Short problem 1 - Write out everything in the cable regulation excerpt from "Broadband Acquisition. The" down to "merger order going-forward.".
Short problem 2 - List the section headings in the cable regulation excerpt.
━━ Excerpted text ━━
Broadband Acquisition. The FCC approved the Broadband acquisition in
November 2002 subject to various conditions. The most significant are a
requirement for the divestiture of our interest in TWE, a requirement that the
TWE interest be placed in trust pending divesture, and safeguards that limit our
involvement in the programming-related activities of TWE and two partnerships
held jointly by us and TWE. Complying with these conditions will limit our
flexibility as to the timing and nature of a sale of the TWE interest and, in
the interim, will constrain our business dealings with TWE and AOL Time Warner.
We have fully complied with those conditions, and are committed to meeting our
obligations under the FCC's merger order going-forward.

Ownership Limits. The FCC is considering imposing "horizontal ownership
limits" that would limit the percentage of multichannel video subscribers -
those that subscribe to cable, DBS, MMDS and other multichannel distributors -
that any single provider could serve nationwide. A federal appellate court
struck down the previous 30% limit, and the FCC is now considering this issue
anew. As we already serve nearly 29% of multichannel video subscribers, limits
similar to those originally imposed would restrict our ability to take advantage
of future growth opportunities. The FCC is also assessing whether it should
reinstate "vertical ownership limits" on the number of affiliated programming
services a cable operator may carry on its cable systems (the previous limit of
40% of the first 75 channels had also been invalidated by the federal appellate
court). While our video programming interests are modest, new vertical limits
could affect our content- related business plans. Finally, the FCC is
considering revisions to its ownership attribution rules that would affect which
cable subscribers are counted under any horizontal ownership limit and which
programming interests are counted for purposes of a vertical ownership limit.

Pricing. The Communications Act and the FCC's regulations and policies
limit the prices that cable systems may charge for basic services and equipment
in communities that are not subject to effective competition, as defined by
federal law. Failure to comply with these rate rules could result in rate
reductions and refunds for subscribers. In addition, various advocacy groups are
urging Congress to impose new rate regulations on the cable industry. We cannot
now predict whether or when Congress may agree to these or similar proposals.
Also, various competitors are trying to persuade the FCC and the Justice
Department to limit our ability to respond to increased competition by offering
promotions or other discounts in an effort to retain existing subscribers or
regain those we have lost. We believe our competitive pricing practices are
lawful and pro-competitive. If we cannot make individualized offers to
subscribers that would otherwise choose a different provider, our subscriber
attrition may increase, or our overall prices may need to be reduced, or both.
━━━
━━ Data lines ━━
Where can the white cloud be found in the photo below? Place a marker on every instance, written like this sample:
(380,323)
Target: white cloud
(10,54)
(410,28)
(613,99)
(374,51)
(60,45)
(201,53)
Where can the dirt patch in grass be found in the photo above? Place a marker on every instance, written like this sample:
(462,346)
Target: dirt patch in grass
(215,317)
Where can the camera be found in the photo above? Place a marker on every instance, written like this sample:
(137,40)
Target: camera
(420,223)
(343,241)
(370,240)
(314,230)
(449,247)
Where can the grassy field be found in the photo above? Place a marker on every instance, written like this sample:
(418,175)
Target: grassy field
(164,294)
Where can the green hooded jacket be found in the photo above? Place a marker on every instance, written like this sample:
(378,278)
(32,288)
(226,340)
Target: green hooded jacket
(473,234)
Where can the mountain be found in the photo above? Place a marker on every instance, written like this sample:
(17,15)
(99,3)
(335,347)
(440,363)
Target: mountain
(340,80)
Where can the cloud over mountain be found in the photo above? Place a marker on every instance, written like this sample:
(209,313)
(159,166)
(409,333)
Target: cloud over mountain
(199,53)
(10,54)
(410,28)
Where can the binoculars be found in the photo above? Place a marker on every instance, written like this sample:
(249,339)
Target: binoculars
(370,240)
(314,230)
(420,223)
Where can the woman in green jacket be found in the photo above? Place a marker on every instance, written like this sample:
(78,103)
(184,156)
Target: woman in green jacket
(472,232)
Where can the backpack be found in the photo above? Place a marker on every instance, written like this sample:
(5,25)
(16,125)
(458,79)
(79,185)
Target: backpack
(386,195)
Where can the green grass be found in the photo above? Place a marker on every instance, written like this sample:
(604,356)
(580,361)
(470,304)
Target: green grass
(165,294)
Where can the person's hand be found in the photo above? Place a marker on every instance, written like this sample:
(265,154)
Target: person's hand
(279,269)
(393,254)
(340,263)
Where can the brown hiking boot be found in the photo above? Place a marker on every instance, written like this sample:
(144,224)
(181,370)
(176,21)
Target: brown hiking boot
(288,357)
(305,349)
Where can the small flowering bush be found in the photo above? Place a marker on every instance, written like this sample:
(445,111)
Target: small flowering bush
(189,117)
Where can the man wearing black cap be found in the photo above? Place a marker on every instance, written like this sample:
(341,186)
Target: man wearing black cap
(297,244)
━━━
Finished answer 1 -
Broadband Acquisition. The FCC approved the Broadband acquisition in
November 2002 subject to various conditions. The most significant are a
requirement for the divestiture of our interest in TWE, a requirement that the
TWE interest be placed in trust pending divesture, and safeguards that limit our
involvement in the programming-related activities of TWE and two partnerships
held jointly by us and TWE. Complying with these conditions will limit our
flexibility as to the timing and nature of a sale of the TWE interest and, in
the interim, will constrain our business dealings with TWE and AOL Time Warner.
We have fully complied with those conditions, and are committed to meeting our
obligations under the FCC's merger order going-forward.

Finished answer 2 -
Broadband Acquisition
Ownership Limits
Pricing